# Task data:
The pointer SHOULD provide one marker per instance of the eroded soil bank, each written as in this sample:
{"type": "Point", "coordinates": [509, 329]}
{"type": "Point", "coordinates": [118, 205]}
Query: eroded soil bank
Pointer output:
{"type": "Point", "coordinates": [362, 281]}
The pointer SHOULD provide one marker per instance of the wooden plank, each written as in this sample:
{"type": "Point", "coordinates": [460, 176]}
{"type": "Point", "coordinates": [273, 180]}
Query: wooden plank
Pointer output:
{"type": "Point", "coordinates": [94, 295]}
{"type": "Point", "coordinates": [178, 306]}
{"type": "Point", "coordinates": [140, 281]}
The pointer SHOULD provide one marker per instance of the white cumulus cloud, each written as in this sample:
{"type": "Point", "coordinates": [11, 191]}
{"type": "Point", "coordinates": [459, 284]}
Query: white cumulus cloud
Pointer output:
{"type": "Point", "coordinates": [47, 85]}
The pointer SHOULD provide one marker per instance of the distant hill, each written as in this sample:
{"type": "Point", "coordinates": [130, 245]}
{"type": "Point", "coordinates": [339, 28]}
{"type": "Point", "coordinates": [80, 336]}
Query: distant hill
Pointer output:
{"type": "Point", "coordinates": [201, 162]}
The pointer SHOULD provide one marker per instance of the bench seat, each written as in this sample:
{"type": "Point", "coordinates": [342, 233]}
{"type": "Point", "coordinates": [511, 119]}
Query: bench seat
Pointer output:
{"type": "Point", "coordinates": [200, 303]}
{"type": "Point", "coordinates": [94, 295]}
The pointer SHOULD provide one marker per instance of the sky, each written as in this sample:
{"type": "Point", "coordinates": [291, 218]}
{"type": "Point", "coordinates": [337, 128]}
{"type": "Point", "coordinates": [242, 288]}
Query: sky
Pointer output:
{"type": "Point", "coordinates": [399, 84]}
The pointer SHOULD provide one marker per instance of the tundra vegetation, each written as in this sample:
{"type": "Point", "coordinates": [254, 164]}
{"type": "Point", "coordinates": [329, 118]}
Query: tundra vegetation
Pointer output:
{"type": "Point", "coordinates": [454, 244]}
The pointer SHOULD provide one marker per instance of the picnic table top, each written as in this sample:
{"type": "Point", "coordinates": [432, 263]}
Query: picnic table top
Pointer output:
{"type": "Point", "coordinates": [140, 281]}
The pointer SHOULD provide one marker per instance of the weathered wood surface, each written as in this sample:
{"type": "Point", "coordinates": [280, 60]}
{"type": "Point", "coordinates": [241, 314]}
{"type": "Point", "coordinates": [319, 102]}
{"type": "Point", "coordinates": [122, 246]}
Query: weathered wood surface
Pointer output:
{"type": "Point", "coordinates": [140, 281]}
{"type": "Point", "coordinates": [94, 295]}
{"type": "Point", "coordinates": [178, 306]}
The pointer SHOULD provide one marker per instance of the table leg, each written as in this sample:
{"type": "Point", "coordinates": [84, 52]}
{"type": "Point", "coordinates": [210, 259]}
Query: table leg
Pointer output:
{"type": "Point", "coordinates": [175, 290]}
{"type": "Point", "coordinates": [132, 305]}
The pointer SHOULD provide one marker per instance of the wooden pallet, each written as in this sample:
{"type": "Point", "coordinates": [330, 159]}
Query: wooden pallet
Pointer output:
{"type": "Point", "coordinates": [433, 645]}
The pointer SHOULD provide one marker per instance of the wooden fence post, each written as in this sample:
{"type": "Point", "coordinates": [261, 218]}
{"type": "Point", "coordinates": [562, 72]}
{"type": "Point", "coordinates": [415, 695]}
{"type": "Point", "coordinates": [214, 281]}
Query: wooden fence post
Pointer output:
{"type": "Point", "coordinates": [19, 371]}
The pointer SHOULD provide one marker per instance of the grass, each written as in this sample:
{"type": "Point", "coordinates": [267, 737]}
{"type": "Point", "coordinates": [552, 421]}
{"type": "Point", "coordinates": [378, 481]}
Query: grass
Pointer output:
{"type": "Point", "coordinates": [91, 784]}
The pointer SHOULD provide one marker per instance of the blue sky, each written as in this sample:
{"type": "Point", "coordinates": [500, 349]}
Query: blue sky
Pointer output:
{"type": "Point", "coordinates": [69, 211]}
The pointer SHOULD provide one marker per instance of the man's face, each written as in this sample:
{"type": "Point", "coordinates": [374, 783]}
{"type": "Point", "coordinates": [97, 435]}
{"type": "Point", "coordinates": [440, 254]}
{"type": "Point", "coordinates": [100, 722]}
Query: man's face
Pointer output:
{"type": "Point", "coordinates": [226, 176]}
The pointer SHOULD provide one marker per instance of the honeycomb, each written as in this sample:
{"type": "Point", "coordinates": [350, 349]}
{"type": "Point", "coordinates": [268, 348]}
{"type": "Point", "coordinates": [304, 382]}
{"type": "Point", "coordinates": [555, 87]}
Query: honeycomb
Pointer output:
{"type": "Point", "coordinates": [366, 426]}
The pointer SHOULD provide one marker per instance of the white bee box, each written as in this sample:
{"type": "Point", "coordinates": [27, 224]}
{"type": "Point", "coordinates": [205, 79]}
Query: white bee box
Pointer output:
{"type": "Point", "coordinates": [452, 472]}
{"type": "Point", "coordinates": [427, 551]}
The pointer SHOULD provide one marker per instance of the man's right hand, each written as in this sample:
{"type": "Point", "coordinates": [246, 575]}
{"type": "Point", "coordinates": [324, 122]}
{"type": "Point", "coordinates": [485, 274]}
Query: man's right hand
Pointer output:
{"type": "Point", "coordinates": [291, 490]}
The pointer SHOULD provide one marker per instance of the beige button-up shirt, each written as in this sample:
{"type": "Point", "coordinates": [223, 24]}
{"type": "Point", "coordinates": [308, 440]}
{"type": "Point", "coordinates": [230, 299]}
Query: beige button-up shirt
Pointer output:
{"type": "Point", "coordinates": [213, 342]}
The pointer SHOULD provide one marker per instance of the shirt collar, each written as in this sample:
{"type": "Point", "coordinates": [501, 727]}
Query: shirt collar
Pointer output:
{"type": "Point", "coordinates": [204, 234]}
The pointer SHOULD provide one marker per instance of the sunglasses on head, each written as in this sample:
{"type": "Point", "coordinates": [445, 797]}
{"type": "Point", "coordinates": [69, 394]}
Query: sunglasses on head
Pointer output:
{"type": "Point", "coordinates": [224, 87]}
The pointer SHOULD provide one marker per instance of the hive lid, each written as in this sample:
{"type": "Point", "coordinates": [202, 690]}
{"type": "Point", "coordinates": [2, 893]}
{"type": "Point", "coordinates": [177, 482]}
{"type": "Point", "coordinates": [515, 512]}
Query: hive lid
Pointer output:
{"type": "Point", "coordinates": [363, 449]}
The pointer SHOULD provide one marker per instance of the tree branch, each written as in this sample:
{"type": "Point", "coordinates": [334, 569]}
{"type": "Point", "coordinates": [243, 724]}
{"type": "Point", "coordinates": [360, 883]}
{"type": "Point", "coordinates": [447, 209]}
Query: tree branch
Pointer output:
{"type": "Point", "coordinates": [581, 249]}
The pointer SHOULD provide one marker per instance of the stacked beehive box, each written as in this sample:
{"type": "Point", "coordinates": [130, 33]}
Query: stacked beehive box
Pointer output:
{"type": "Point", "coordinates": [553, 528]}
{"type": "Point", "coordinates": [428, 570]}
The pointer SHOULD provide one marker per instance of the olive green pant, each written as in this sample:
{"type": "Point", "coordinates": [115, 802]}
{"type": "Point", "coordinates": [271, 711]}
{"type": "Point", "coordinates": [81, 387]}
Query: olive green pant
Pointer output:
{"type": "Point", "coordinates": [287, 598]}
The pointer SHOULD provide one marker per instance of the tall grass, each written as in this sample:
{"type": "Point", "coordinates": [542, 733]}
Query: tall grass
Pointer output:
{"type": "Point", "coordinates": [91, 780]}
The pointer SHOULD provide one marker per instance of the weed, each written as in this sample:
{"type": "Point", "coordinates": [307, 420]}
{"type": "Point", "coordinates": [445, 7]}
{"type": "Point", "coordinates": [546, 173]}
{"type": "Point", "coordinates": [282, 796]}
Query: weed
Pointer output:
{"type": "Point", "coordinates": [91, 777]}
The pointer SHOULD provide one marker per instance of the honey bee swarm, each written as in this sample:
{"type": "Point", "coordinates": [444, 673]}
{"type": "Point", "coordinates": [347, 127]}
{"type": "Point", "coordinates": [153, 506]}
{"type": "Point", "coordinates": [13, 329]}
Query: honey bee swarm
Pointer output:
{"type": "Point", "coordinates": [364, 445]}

# Set problem:
Repeat only the stretch of lines that begins at the line containing "the honey bee" and ends at the last line above, both included.

# Task result:
The pointer SHOULD provide one marker per instance of the honey bee swarm, each written as in this sample:
{"type": "Point", "coordinates": [444, 673]}
{"type": "Point", "coordinates": [347, 127]}
{"type": "Point", "coordinates": [153, 506]}
{"type": "Point", "coordinates": [13, 329]}
Query: honey bee swarm
Pointer output:
{"type": "Point", "coordinates": [364, 445]}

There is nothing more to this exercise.